TASK INSTRUCTIONS
Using the listing below, keep only the lines with the word "engraved" and copy them.
-------- GIVEN ENTRIES --------
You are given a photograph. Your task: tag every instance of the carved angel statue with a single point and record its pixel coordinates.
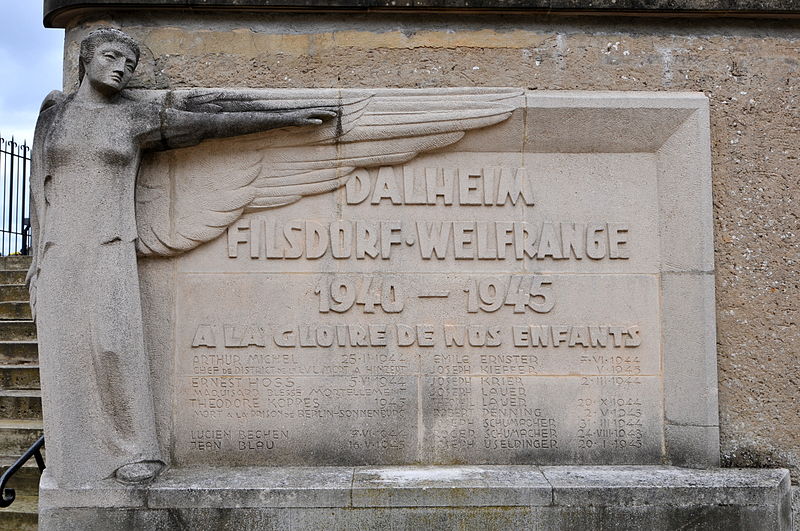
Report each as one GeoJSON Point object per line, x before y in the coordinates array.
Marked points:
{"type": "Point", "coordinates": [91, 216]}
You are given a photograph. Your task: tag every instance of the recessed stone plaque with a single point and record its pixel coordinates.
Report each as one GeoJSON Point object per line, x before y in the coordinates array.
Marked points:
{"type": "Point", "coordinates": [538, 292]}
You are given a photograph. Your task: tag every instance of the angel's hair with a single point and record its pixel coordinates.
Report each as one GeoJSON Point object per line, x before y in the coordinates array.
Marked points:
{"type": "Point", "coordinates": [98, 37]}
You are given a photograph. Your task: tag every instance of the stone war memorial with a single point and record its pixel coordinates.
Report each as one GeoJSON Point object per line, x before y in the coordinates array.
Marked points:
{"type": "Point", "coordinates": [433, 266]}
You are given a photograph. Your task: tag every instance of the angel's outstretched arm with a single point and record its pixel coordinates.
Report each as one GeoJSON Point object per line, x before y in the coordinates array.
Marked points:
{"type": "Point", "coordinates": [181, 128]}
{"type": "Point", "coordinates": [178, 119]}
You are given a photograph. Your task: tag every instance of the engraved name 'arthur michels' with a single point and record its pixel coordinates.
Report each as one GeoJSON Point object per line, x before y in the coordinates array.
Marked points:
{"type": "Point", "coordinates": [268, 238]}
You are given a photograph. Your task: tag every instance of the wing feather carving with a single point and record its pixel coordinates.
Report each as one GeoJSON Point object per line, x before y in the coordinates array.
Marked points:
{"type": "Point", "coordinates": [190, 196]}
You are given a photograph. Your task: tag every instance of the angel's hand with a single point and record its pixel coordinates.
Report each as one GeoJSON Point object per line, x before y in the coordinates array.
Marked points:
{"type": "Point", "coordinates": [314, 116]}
--------
-------- GIVEN ENTRIES --------
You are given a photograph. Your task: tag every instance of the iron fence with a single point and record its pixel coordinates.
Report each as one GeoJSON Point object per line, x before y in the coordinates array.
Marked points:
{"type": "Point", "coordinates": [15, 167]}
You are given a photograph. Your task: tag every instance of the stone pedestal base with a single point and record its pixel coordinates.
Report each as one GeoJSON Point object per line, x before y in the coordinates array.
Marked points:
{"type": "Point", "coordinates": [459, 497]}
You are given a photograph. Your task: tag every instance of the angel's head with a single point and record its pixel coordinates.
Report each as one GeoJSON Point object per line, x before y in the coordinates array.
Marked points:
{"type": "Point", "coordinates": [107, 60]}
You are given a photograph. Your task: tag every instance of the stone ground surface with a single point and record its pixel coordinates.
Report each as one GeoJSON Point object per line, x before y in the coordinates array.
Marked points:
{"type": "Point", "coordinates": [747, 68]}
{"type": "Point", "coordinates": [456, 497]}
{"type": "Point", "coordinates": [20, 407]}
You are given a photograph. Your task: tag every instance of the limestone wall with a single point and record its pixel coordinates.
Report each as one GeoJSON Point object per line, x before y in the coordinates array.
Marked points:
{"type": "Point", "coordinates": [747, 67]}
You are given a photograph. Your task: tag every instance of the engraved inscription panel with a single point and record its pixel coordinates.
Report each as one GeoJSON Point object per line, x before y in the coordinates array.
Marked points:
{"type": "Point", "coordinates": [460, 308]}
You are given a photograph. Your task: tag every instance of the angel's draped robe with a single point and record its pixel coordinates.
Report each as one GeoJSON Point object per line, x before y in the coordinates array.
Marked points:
--------
RESPONSE TO THE TASK
You are given a photograph. Your task: tag every instance of the engraved name 'arthur michels' with a single point and record its pixel coordinates.
You are given a photograph. Your task: tag every instance of the engraved inscription panel with a single point and record its pixel coordinates.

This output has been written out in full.